● **YOUR OBJECTIVE**:
Could you say how many lines in the records include "black"? Please give the number by itself.

● **SOURCE DATA**:

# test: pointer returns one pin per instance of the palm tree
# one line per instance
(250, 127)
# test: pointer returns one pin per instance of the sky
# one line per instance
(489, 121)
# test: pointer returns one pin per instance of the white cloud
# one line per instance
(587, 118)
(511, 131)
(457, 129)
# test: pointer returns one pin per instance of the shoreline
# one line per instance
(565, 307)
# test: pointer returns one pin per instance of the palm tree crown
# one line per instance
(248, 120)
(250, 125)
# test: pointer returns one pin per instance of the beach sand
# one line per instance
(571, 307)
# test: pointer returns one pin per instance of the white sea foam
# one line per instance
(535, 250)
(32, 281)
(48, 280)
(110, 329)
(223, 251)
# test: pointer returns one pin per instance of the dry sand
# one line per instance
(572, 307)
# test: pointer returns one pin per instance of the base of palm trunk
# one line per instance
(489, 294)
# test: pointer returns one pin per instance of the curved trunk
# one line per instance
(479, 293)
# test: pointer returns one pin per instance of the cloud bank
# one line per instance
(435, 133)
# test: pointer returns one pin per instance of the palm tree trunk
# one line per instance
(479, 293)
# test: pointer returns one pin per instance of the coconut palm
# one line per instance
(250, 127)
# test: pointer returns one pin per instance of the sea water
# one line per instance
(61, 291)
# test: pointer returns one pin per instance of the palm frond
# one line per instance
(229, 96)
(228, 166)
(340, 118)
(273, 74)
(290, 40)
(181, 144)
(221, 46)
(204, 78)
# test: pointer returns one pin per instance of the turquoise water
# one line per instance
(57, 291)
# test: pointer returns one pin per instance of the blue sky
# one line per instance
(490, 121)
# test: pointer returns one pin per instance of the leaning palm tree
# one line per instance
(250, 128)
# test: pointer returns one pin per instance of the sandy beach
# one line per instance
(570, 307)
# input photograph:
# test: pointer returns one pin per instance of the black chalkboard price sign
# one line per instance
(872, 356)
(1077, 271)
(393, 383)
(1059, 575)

==

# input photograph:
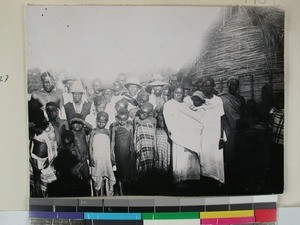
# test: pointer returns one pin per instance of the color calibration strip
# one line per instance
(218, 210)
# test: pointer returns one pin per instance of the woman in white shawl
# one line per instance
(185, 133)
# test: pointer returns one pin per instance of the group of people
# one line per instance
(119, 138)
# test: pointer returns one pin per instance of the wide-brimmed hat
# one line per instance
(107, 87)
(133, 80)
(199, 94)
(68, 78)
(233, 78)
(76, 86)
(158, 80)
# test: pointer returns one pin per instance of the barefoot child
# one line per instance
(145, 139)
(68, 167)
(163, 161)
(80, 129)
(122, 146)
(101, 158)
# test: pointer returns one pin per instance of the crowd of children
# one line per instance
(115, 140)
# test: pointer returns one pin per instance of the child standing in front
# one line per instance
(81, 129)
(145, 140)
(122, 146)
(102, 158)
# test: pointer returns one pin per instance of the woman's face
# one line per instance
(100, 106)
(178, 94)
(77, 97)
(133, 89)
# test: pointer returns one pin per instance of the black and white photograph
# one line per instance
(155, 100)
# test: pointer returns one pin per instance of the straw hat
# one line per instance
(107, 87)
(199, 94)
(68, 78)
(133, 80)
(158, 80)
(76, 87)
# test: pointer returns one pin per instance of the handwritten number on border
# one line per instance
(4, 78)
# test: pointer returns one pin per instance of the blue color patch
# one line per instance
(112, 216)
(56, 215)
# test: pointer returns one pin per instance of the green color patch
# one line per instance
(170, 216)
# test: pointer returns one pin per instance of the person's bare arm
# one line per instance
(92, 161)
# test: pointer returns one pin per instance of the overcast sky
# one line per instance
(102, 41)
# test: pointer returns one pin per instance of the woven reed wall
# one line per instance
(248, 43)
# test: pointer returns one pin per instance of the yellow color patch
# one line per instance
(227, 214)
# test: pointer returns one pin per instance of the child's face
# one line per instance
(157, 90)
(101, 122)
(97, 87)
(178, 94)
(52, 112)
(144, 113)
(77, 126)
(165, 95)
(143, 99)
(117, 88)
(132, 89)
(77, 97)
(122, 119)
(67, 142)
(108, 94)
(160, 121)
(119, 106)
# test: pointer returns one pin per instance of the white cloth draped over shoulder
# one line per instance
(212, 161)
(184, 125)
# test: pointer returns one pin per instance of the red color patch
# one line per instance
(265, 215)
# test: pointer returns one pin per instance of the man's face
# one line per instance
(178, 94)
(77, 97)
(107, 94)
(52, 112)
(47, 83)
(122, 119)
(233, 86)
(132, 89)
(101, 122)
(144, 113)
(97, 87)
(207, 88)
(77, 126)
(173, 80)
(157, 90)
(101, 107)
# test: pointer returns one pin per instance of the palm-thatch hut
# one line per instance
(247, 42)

---

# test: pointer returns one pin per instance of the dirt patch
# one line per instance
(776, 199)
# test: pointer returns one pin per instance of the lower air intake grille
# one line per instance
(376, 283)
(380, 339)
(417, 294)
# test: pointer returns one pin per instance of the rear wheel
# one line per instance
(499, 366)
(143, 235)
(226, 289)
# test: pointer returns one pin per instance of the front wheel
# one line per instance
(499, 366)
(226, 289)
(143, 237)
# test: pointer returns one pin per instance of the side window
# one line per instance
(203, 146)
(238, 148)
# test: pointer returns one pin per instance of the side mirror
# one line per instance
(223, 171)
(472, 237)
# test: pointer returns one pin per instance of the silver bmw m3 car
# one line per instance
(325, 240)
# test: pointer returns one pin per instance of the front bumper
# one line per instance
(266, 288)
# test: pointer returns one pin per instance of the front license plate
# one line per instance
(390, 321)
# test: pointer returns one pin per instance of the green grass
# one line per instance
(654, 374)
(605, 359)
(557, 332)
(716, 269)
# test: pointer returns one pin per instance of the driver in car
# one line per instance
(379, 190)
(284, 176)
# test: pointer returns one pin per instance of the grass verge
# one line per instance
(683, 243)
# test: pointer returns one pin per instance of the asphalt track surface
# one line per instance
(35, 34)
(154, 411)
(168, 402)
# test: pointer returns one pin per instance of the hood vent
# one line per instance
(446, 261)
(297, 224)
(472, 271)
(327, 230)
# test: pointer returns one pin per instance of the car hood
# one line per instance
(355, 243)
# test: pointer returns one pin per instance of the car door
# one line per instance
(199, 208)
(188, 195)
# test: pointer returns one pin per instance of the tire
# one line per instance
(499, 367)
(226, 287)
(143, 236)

● **EXPECTED ANSWER**:
2